◆ **Selection**:
+--

Allow me to preface this by saying: SEO is an art, not a science. So my recipe for title perfection needs to be experimented with – you will have different results with every industry. That said, titles are important. It can be argued they are the most important.
As always, start by figuring out what your customers are searching for. If you don’t optimize for the right words, then you really don’t have a shot at even being a choice on a search results page.
Keeping in mind what the page is about, here’s a hand-to-the-forehead thought: you’ll want to incorporate those keywords in the title. Now you sit down to write that fabulous title tag and wonder how long should it be? SEOs disagree about this, but: there is no correct length to a good title. Google allows for 65 characters to be shown in the SERPs and, as far as I’m concerned, it’s not a big deal if the title is 65+ characters. My rule of thumb? The same as copy writing: as long as it takes to get the job done.
That said, don’t create such a long title that expands past the width of my browser (in a wide screened Mac, to boot). Along the same lines, please please PLEASE don’t stuff the title full of every synonym for your keywords that you can think of.
Alright, so what have we got now? A bunch of really great keywords. Now, put them together in a way that makes sense – something that accurately describes the page.
This next part is your choice: your company name. The thing is, as long as you have a fairly unique name, you’ll rank well for someone searching for your name. I tend to put it in every title just for good measure.

+--

◆ **Dataset**:
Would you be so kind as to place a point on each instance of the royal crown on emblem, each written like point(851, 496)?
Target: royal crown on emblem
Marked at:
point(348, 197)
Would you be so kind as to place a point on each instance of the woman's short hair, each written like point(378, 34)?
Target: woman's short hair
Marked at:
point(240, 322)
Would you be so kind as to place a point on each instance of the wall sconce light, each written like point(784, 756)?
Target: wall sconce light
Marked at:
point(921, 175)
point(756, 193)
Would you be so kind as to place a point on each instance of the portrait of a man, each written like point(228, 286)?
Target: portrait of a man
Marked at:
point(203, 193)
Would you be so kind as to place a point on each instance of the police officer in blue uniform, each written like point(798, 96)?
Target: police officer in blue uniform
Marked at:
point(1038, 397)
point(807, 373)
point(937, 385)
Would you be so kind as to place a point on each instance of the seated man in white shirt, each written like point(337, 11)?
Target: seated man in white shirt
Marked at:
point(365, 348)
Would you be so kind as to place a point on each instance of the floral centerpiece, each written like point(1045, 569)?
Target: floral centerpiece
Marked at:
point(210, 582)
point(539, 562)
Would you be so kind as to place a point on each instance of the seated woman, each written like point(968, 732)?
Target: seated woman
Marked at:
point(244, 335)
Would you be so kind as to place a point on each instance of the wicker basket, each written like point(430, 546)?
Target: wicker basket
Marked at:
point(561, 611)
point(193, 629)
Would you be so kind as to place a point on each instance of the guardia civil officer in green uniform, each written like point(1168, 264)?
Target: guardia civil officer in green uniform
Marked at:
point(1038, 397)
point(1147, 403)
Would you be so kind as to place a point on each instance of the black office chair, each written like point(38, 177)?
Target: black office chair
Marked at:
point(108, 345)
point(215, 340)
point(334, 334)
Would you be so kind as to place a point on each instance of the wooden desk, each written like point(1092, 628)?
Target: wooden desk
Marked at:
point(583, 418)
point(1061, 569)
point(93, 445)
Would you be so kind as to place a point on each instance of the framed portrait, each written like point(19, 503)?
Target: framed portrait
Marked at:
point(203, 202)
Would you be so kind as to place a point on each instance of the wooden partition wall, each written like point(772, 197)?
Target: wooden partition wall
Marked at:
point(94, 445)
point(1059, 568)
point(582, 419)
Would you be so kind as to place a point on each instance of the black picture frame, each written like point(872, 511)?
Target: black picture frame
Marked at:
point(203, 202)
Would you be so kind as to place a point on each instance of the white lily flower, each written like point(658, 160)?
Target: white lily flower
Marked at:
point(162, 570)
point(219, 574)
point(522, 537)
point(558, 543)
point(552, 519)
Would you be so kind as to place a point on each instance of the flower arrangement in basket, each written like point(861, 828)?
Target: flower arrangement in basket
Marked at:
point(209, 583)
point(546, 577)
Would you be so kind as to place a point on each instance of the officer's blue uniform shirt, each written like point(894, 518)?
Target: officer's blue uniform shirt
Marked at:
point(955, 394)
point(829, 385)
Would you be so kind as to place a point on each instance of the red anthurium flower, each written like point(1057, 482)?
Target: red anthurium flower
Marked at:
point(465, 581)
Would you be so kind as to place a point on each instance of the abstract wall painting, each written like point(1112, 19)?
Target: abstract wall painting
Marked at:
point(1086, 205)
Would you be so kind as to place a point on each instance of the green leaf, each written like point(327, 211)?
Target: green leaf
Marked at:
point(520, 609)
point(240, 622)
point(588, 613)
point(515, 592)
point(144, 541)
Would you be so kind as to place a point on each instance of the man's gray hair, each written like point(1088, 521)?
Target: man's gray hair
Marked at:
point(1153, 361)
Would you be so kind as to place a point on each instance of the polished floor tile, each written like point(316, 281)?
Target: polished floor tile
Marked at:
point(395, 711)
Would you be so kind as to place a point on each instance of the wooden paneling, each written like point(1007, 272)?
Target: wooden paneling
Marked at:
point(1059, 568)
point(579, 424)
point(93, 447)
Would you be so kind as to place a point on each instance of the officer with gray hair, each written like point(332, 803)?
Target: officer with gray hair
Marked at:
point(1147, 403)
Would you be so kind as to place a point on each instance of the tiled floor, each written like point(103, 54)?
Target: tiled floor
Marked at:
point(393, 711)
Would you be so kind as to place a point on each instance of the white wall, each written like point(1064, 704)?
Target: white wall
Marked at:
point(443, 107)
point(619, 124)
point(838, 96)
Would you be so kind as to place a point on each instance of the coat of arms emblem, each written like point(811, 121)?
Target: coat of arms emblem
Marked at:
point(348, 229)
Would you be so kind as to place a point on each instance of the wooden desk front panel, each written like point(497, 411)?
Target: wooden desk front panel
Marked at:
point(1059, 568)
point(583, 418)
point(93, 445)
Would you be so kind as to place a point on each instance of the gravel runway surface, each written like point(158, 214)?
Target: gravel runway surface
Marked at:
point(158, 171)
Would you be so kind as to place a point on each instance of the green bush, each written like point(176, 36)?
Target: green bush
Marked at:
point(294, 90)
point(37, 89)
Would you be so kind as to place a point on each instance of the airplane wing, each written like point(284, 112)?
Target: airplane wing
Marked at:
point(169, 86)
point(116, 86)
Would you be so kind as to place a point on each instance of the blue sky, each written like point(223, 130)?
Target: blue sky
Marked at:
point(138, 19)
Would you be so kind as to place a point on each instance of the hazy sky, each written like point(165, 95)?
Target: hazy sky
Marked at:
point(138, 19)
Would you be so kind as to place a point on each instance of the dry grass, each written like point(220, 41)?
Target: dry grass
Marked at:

+--

◆ **Required tasks**:
- 1) In the title tag advice, how many characters of a title does Google show in the search results?
- 2) Set down the part of the title tag advice that begins at the words "Allow me to" and stops after "the most important.".

◆ **Responses to the tasks**:
- 1) 65 characters

- 2)
Allow me to preface this by saying: SEO is an art, not a science. So my recipe for title perfection needs to be experimented with – you will have different results with every industry. That said, titles are important. It can be argued they are the most important.